▶ **Work to complete**
Reproduce the records verbatim from their first line through the line containing "positive clicks: (52, 410)", including that line.

╭─ Data shown

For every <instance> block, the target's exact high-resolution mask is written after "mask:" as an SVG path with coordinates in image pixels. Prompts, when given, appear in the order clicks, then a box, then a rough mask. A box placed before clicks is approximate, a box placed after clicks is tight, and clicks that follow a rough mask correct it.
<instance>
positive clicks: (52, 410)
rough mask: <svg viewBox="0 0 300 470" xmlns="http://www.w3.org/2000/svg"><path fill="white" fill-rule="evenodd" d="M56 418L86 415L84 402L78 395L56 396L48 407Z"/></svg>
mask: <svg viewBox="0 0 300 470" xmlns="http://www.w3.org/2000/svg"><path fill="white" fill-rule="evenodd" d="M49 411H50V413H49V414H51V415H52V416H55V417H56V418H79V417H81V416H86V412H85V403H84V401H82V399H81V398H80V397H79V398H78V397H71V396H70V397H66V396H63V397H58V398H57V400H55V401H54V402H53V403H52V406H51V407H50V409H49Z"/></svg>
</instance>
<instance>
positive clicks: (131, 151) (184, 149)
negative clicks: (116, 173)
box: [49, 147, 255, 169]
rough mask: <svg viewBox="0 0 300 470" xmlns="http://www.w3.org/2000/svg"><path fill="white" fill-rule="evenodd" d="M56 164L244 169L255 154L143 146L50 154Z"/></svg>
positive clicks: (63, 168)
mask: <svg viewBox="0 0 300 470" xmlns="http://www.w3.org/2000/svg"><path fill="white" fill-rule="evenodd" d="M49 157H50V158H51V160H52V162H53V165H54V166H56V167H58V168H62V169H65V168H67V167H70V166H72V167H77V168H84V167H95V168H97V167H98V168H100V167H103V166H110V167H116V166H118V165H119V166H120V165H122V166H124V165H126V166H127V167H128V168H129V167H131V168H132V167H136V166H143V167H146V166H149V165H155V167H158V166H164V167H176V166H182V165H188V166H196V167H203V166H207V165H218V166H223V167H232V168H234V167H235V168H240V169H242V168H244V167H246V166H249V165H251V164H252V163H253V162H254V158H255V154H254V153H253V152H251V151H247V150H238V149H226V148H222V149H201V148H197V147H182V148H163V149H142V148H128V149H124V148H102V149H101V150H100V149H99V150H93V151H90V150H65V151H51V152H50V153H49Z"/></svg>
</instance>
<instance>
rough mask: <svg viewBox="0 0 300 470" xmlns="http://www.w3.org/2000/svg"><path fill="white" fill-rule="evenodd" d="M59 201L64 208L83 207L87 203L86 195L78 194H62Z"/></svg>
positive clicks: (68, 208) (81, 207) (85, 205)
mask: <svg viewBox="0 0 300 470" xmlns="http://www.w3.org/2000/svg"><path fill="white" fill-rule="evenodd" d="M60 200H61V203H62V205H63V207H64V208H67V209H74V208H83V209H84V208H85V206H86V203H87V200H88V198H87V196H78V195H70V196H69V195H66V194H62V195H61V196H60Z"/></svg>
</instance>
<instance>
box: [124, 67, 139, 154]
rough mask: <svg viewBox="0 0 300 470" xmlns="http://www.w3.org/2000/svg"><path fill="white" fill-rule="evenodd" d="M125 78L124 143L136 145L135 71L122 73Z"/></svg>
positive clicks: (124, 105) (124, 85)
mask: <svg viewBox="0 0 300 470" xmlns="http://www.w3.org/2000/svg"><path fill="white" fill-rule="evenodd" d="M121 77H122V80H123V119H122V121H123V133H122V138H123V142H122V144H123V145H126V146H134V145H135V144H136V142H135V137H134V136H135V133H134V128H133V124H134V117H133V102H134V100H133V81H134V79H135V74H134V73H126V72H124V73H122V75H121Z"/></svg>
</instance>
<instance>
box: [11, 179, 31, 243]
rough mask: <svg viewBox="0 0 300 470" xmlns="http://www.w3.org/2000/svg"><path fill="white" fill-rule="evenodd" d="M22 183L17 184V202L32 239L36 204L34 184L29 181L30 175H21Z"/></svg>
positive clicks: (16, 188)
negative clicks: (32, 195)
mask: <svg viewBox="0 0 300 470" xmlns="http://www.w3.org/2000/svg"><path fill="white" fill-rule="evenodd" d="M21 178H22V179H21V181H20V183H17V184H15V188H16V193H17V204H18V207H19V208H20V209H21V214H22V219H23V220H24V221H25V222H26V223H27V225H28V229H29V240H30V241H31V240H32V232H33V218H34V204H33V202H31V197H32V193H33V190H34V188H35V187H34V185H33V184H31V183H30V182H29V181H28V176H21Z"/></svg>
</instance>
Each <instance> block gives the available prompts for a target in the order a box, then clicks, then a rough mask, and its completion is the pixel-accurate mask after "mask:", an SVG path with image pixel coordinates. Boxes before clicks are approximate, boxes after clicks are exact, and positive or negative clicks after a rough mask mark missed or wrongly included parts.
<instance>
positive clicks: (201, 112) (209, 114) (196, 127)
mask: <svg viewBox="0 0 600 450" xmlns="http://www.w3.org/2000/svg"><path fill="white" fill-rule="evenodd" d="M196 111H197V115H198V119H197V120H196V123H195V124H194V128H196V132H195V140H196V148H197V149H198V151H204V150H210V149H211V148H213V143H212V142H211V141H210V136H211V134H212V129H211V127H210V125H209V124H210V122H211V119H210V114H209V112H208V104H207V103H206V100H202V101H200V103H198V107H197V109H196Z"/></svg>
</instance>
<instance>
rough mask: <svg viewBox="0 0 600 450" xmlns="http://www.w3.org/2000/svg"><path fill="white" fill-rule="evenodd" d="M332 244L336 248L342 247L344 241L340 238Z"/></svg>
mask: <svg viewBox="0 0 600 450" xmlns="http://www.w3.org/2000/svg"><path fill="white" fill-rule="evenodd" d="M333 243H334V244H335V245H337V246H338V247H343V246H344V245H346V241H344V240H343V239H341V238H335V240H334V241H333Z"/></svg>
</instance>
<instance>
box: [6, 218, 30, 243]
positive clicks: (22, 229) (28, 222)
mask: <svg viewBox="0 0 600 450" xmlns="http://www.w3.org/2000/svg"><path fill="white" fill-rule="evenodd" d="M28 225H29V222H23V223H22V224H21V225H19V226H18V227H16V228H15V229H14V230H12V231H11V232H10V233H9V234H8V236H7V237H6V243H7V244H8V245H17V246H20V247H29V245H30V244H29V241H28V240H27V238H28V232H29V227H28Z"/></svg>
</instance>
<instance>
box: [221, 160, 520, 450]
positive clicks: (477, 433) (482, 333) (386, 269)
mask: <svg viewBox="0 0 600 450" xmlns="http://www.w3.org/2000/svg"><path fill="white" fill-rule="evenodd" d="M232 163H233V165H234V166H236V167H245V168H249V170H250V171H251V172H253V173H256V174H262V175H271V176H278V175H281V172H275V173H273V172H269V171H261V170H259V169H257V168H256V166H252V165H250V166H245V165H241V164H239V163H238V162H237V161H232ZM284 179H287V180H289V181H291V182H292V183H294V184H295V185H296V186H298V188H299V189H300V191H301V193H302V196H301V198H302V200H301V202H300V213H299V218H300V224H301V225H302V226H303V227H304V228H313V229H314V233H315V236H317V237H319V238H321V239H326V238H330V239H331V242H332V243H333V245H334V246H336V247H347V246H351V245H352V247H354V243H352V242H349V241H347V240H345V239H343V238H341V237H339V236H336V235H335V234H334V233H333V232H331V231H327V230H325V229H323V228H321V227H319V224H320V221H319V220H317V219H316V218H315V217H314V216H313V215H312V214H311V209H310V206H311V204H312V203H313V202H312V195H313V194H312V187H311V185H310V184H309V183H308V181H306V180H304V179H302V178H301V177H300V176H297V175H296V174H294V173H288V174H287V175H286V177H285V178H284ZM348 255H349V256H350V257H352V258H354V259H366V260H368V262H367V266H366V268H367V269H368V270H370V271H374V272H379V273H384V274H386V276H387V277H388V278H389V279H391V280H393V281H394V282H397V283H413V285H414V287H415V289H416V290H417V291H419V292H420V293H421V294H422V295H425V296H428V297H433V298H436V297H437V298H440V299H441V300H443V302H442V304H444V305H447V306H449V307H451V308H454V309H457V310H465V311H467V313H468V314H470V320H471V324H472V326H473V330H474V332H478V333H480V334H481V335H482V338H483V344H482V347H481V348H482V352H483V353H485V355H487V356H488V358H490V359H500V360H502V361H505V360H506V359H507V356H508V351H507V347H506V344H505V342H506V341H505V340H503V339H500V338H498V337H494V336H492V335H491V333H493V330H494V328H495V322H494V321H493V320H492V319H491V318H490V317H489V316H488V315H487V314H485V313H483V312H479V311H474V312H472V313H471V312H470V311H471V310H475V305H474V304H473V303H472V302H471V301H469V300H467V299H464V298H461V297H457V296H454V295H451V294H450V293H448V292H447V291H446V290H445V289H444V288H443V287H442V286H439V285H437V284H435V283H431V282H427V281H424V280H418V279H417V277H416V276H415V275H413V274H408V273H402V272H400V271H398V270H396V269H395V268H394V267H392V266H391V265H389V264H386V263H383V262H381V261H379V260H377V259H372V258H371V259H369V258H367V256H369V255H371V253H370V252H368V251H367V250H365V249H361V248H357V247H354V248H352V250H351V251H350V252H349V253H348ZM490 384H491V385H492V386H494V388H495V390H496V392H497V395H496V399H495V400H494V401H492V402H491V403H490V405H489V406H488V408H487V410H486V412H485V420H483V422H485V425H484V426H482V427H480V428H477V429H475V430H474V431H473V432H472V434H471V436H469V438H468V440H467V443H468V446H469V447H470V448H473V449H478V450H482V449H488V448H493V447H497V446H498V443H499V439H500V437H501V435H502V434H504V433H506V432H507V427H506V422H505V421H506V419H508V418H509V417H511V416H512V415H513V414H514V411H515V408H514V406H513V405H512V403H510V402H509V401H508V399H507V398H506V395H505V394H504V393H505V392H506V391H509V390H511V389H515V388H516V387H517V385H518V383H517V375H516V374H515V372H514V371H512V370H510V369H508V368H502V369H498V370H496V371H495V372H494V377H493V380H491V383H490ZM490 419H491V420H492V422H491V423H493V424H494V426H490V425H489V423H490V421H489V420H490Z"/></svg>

╰─

▶ **Exercise output**
For every <instance> block, the target's exact high-resolution mask is written after "mask:" as an SVG path with coordinates in image pixels. Prompts, when given, appear in the order clicks, then a box, then a rough mask. A box placed before clicks is approximate, a box placed after clicks is tight, and clicks that follow a rough mask correct it.
<instance>
positive clicks: (52, 410)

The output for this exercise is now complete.